- **Text**:
Well, this very nicely illustrates interdependence. And that’s one of the central aspects of karma, one of the central tenets. And I hesitate to say tenet. It would be more accurate to say that one comes to understand through practice that nothing exists in its own right—everything is interdependent. Which is very different from saying that everything is relative—not the same thing at all. We may talk about that more later.
Now, we’re very happy to go along with that idea that everything is interdependent until it comes to one small aspect of our experience—the sense of self. And at that point we hit the brakes and say, “What do you mean? I’m here. How can you say…? Is that true?”
When Newcomb and I were discussing this program, I think Newcomb came up with the formulation Awakening From the Belief in an Independent Self and we just shortened it to Awakening From Belief. But that’s one of the central beliefs that we have—that we exist independently. Well, if we don’t exist independently, then it raises a number of questions.
The first question might be, “Do we exist dependently, and if so what does that mean?” And that feels really uncomfortable, that somehow our existence is dependent on something else. But actually, it invites another question, “Do we exist?” How many say you do? How many say you don’t? [Laughter] Ah. So there’s a conundrum here, isn’t there? So, this is what we’re going to explore. That’s one thing we’re going to explore.
There’s another thing which I think is very important and one of the reasons I wanted to put the emphasis on belief. One of my teachers is a Sakya lama by the name of Dezhung Rinpoche, and in the great spirit of interdependence, the reason that he was one of my teachers was thanks to the CIA.

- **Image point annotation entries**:
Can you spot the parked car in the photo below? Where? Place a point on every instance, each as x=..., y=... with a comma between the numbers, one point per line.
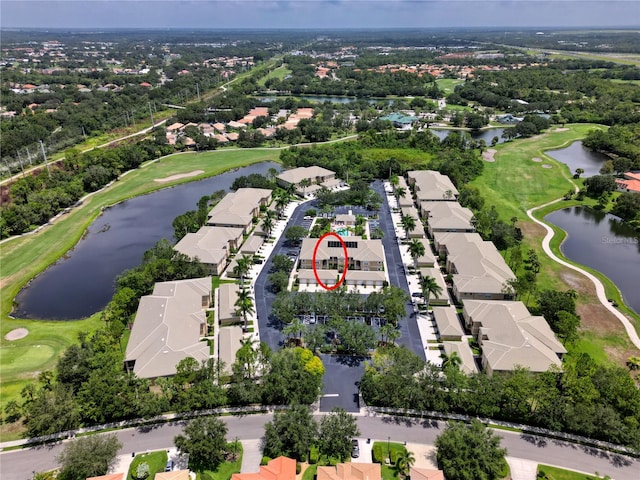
x=355, y=448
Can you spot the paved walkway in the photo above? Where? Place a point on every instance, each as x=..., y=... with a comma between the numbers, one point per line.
x=602, y=296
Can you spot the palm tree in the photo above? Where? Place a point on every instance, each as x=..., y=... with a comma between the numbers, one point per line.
x=244, y=305
x=416, y=250
x=404, y=462
x=408, y=223
x=429, y=286
x=267, y=225
x=243, y=265
x=452, y=361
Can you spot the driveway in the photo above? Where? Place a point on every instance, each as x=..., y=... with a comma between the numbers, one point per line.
x=409, y=325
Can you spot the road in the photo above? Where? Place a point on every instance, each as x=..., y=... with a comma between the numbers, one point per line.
x=20, y=464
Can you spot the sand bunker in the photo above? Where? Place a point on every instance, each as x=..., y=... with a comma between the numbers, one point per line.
x=16, y=334
x=179, y=176
x=487, y=155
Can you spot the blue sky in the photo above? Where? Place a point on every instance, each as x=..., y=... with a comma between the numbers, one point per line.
x=317, y=13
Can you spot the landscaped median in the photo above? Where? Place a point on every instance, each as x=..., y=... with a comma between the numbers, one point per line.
x=25, y=257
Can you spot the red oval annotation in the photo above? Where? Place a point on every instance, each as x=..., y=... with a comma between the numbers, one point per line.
x=346, y=261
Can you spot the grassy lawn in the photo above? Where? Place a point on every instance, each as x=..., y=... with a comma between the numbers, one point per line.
x=156, y=461
x=530, y=185
x=448, y=84
x=25, y=257
x=553, y=473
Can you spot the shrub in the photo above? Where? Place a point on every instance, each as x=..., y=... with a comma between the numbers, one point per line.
x=142, y=471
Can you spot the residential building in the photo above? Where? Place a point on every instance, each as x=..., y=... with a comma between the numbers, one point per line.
x=168, y=328
x=211, y=246
x=446, y=217
x=351, y=471
x=448, y=323
x=280, y=468
x=432, y=186
x=239, y=208
x=510, y=336
x=416, y=473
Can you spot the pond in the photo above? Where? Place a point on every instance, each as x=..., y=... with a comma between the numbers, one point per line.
x=486, y=135
x=602, y=242
x=82, y=282
x=577, y=155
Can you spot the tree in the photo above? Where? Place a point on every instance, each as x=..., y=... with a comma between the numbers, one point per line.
x=429, y=286
x=335, y=434
x=244, y=305
x=291, y=433
x=408, y=223
x=416, y=250
x=204, y=439
x=470, y=452
x=87, y=457
x=404, y=462
x=295, y=234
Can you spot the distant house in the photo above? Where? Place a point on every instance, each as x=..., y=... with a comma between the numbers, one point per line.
x=400, y=120
x=168, y=328
x=510, y=336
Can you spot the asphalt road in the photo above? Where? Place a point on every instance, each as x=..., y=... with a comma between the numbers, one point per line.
x=20, y=464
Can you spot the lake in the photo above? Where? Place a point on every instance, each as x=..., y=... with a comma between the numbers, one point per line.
x=601, y=241
x=82, y=282
x=577, y=155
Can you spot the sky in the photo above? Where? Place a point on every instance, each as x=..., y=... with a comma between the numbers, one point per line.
x=317, y=14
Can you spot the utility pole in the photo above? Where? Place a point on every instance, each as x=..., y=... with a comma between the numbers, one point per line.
x=151, y=114
x=44, y=155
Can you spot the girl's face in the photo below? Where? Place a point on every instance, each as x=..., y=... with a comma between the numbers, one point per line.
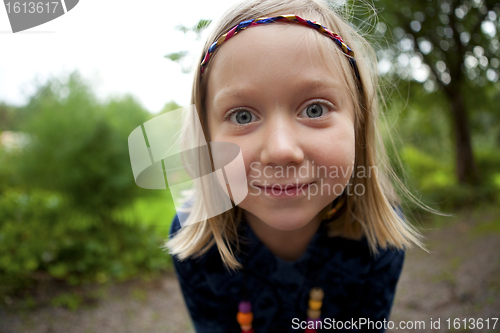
x=271, y=92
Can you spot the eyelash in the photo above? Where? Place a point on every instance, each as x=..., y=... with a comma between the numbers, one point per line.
x=328, y=105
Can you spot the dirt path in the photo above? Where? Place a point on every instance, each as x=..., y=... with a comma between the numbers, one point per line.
x=459, y=279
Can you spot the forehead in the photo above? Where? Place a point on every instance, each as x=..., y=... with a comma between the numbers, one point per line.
x=276, y=56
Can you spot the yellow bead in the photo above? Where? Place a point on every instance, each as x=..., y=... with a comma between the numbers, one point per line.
x=317, y=294
x=246, y=328
x=244, y=318
x=315, y=305
x=313, y=314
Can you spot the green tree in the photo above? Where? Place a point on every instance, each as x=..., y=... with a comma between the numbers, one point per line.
x=450, y=46
x=78, y=146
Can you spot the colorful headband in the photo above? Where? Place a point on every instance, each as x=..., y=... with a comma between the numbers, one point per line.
x=286, y=18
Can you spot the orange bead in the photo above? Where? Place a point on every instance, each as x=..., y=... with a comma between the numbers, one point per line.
x=315, y=305
x=313, y=314
x=246, y=328
x=244, y=318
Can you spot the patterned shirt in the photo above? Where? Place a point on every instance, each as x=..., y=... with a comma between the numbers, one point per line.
x=359, y=288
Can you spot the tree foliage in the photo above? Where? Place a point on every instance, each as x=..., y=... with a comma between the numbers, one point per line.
x=450, y=46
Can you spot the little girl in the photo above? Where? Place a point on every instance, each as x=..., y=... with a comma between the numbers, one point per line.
x=318, y=242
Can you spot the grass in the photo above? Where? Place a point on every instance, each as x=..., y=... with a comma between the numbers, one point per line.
x=157, y=211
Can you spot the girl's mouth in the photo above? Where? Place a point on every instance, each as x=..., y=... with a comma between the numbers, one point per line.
x=285, y=190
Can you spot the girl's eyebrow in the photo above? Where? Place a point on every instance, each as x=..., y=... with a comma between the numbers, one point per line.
x=298, y=86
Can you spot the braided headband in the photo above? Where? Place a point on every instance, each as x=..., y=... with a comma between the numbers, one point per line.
x=282, y=18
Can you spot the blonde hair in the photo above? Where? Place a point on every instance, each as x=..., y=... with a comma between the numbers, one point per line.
x=372, y=214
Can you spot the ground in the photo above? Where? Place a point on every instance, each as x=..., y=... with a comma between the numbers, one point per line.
x=459, y=278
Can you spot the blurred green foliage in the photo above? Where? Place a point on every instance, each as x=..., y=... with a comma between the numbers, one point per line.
x=68, y=196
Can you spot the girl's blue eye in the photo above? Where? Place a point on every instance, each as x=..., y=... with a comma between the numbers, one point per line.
x=315, y=110
x=241, y=117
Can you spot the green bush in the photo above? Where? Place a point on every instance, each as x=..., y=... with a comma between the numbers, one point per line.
x=60, y=195
x=39, y=233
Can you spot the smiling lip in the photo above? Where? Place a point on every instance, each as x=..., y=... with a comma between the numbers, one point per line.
x=284, y=186
x=285, y=190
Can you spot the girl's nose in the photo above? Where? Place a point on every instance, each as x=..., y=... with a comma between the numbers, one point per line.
x=281, y=143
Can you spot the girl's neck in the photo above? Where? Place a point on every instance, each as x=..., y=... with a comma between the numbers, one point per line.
x=287, y=245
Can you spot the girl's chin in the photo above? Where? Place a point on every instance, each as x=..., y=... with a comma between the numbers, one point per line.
x=283, y=223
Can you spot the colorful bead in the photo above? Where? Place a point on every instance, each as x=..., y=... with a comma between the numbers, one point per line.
x=313, y=314
x=315, y=305
x=317, y=294
x=245, y=307
x=244, y=318
x=246, y=328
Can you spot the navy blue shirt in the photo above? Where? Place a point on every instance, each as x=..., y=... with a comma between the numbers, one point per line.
x=356, y=285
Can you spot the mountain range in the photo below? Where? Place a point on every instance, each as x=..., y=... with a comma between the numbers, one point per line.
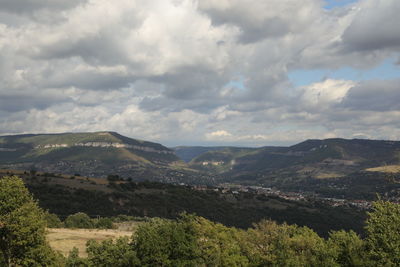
x=99, y=154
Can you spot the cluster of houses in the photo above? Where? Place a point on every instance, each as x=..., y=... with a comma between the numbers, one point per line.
x=293, y=196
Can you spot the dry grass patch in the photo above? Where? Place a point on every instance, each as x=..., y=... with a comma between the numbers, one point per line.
x=63, y=240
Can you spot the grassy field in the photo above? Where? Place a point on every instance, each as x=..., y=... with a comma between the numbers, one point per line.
x=388, y=168
x=63, y=240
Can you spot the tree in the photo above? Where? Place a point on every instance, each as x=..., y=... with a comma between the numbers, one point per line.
x=348, y=248
x=109, y=253
x=22, y=227
x=383, y=228
x=167, y=243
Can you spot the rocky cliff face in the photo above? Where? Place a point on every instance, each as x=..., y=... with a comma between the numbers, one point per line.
x=105, y=145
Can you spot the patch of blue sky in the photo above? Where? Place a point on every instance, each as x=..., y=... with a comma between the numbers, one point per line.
x=385, y=71
x=329, y=4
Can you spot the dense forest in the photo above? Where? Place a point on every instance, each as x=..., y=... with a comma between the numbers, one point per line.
x=195, y=241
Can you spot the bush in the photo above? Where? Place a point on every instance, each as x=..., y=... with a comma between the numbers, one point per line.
x=79, y=220
x=53, y=221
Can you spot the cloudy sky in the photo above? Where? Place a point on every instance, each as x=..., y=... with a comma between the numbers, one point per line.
x=202, y=72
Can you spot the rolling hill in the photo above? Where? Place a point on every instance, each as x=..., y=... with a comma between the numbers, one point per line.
x=94, y=154
x=320, y=159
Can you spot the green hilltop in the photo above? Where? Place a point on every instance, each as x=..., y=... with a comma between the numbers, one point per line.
x=95, y=154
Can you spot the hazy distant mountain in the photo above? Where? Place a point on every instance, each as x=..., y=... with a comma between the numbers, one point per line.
x=93, y=154
x=187, y=153
x=328, y=158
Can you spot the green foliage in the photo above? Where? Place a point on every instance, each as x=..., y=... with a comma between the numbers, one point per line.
x=22, y=227
x=79, y=220
x=348, y=248
x=271, y=244
x=219, y=245
x=109, y=253
x=103, y=223
x=73, y=259
x=52, y=220
x=383, y=228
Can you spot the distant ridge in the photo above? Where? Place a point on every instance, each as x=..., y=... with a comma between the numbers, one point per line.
x=95, y=154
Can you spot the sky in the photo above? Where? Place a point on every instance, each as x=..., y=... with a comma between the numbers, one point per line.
x=202, y=72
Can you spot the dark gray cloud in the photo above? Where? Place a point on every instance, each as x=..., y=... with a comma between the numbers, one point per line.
x=376, y=26
x=374, y=96
x=196, y=70
x=30, y=6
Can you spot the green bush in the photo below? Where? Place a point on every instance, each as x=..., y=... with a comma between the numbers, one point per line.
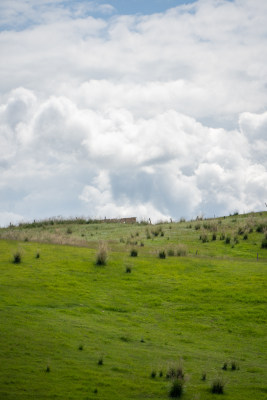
x=176, y=389
x=162, y=254
x=134, y=253
x=217, y=386
x=102, y=254
x=17, y=257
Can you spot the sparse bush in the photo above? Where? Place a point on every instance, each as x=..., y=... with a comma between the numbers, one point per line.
x=181, y=250
x=102, y=254
x=217, y=386
x=17, y=257
x=134, y=253
x=162, y=254
x=203, y=376
x=228, y=239
x=234, y=365
x=170, y=252
x=176, y=389
x=175, y=372
x=204, y=238
x=236, y=241
x=224, y=367
x=153, y=374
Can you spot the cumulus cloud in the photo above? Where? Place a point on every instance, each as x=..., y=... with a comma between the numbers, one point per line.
x=151, y=116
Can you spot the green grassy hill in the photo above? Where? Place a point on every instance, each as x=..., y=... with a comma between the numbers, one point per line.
x=71, y=329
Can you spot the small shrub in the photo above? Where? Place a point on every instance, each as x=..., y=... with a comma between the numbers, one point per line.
x=224, y=367
x=217, y=386
x=102, y=254
x=175, y=372
x=17, y=257
x=170, y=252
x=176, y=389
x=228, y=239
x=234, y=365
x=153, y=374
x=181, y=250
x=204, y=376
x=162, y=254
x=236, y=241
x=128, y=269
x=204, y=238
x=134, y=253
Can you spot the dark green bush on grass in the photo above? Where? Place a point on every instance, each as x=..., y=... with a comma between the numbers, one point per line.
x=17, y=257
x=162, y=254
x=170, y=252
x=228, y=239
x=176, y=389
x=153, y=374
x=128, y=269
x=234, y=365
x=102, y=254
x=217, y=386
x=134, y=253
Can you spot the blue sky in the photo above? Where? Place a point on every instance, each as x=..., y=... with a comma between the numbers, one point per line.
x=161, y=113
x=144, y=7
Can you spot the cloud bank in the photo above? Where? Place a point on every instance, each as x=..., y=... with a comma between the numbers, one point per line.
x=151, y=116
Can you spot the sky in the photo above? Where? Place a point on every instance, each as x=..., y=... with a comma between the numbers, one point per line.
x=153, y=109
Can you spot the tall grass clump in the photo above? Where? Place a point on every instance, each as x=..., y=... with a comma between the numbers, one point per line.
x=217, y=386
x=181, y=250
x=102, y=254
x=176, y=389
x=17, y=257
x=162, y=254
x=133, y=253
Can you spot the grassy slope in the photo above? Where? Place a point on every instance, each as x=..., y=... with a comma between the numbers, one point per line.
x=206, y=309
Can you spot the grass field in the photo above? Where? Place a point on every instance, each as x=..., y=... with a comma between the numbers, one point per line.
x=73, y=330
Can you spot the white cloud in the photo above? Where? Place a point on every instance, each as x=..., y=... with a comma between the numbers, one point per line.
x=150, y=116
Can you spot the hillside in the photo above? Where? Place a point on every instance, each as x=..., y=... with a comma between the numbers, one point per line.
x=71, y=329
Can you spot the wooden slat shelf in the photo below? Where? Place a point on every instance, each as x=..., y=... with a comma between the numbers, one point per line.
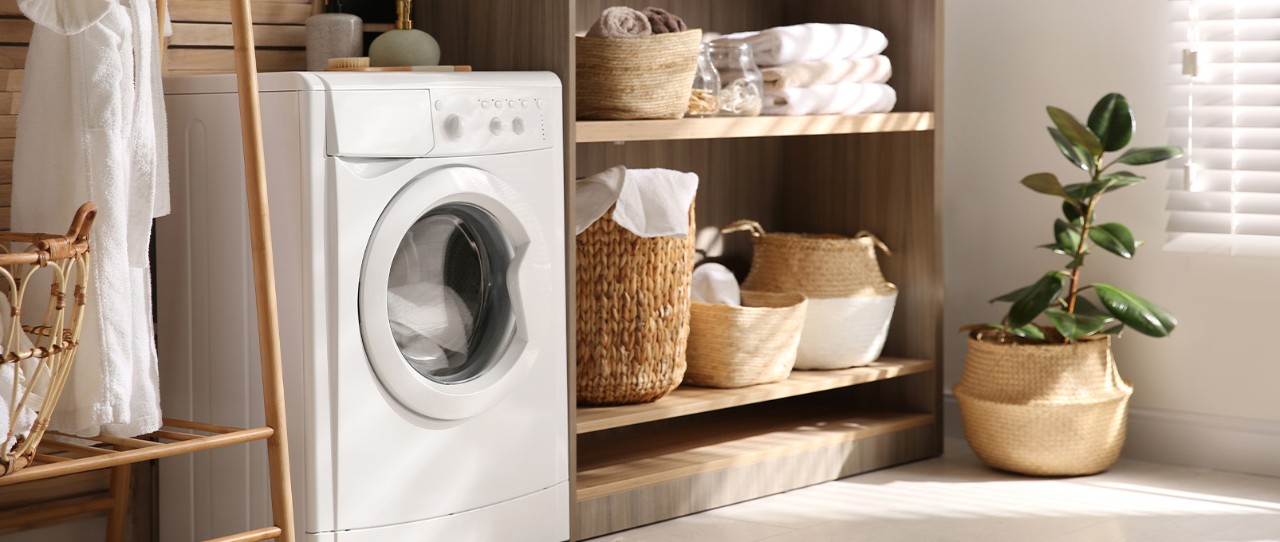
x=693, y=400
x=722, y=127
x=627, y=464
x=126, y=451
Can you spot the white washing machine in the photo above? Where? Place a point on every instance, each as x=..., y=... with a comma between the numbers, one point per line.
x=419, y=232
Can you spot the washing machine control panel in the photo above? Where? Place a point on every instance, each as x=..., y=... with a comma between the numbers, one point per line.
x=487, y=121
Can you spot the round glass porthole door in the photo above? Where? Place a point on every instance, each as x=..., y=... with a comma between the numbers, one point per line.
x=448, y=304
x=443, y=294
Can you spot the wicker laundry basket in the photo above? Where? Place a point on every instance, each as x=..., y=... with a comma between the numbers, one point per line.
x=1043, y=409
x=737, y=346
x=37, y=359
x=645, y=77
x=849, y=301
x=632, y=313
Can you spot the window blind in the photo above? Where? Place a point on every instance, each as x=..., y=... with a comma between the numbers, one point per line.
x=1224, y=195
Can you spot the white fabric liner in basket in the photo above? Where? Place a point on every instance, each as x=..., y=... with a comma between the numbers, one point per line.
x=842, y=332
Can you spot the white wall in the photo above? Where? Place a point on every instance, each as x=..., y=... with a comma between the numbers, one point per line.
x=1005, y=60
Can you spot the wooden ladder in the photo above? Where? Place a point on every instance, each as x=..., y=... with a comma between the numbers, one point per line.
x=181, y=437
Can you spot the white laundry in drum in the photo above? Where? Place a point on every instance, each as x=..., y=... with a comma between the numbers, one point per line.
x=429, y=322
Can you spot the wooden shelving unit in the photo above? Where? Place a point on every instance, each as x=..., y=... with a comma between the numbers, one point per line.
x=695, y=128
x=699, y=449
x=689, y=400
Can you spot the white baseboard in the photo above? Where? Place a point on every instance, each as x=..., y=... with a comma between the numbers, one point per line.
x=1183, y=438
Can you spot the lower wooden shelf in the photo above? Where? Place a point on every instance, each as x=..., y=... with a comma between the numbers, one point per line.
x=696, y=464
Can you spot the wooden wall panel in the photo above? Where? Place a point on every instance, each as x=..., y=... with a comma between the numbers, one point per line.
x=711, y=16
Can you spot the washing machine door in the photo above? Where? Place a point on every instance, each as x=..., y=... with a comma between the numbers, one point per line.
x=439, y=294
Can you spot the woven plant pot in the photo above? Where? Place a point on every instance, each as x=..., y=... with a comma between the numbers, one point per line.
x=645, y=77
x=850, y=304
x=632, y=313
x=737, y=346
x=1043, y=409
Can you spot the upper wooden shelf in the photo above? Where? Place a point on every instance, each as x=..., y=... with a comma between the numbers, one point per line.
x=722, y=127
x=694, y=400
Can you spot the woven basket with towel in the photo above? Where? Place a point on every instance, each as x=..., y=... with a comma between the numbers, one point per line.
x=635, y=258
x=37, y=358
x=631, y=68
x=850, y=304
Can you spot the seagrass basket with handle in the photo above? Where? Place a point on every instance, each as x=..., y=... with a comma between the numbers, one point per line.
x=645, y=77
x=39, y=351
x=849, y=300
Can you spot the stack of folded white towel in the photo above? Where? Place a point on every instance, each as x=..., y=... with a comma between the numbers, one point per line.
x=816, y=68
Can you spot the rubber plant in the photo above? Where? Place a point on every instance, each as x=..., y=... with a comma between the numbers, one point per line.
x=1060, y=295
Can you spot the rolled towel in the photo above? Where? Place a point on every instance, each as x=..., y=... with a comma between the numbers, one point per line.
x=848, y=99
x=810, y=41
x=663, y=21
x=871, y=69
x=621, y=22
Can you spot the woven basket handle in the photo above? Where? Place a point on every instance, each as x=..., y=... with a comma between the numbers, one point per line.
x=865, y=235
x=744, y=226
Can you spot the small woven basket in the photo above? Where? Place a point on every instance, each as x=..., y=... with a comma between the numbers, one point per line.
x=645, y=77
x=37, y=359
x=737, y=346
x=1043, y=409
x=632, y=313
x=849, y=301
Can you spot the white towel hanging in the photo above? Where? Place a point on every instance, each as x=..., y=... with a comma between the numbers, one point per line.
x=91, y=127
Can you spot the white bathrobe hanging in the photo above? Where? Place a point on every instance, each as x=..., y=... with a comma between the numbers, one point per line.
x=91, y=127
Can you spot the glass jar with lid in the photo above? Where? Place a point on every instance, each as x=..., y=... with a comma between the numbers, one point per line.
x=704, y=99
x=741, y=82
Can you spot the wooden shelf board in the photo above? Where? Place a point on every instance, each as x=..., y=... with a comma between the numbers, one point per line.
x=721, y=127
x=694, y=400
x=627, y=464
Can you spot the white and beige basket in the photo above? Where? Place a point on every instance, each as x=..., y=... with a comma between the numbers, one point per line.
x=849, y=301
x=739, y=346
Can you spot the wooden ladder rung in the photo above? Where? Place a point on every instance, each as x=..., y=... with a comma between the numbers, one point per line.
x=251, y=536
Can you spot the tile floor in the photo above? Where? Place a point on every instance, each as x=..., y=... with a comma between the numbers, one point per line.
x=956, y=499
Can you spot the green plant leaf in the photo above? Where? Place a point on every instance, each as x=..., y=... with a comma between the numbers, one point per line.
x=1073, y=153
x=1068, y=236
x=1029, y=331
x=1036, y=299
x=1148, y=155
x=1112, y=122
x=1144, y=317
x=1045, y=183
x=1116, y=238
x=1082, y=191
x=1115, y=329
x=1075, y=326
x=1011, y=296
x=1074, y=131
x=1073, y=214
x=1087, y=308
x=1120, y=180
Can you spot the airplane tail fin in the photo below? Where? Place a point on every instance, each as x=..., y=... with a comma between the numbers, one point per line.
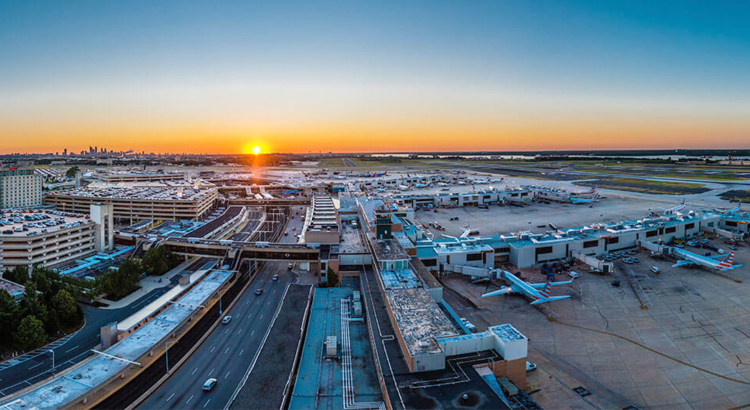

- **Instruction 1**:
In the talk on interdependence, what program title did Newcomb first come up with before it was shortened?
- **Instruction 2**:
Transcribe the talk on interdependence word for word, everything from "There’s another thing" down to "to the CIA.".

- **Expected answer 1**:
Awakening From the Belief in an Independent Self

- **Expected answer 2**:
There’s another thing which I think is very important and one of the reasons I wanted to put the emphasis on belief. One of my teachers is a Sakya lama by the name of Dezhung Rinpoche, and in the great spirit of interdependence, the reason that he was one of my teachers was thanks to the CIA.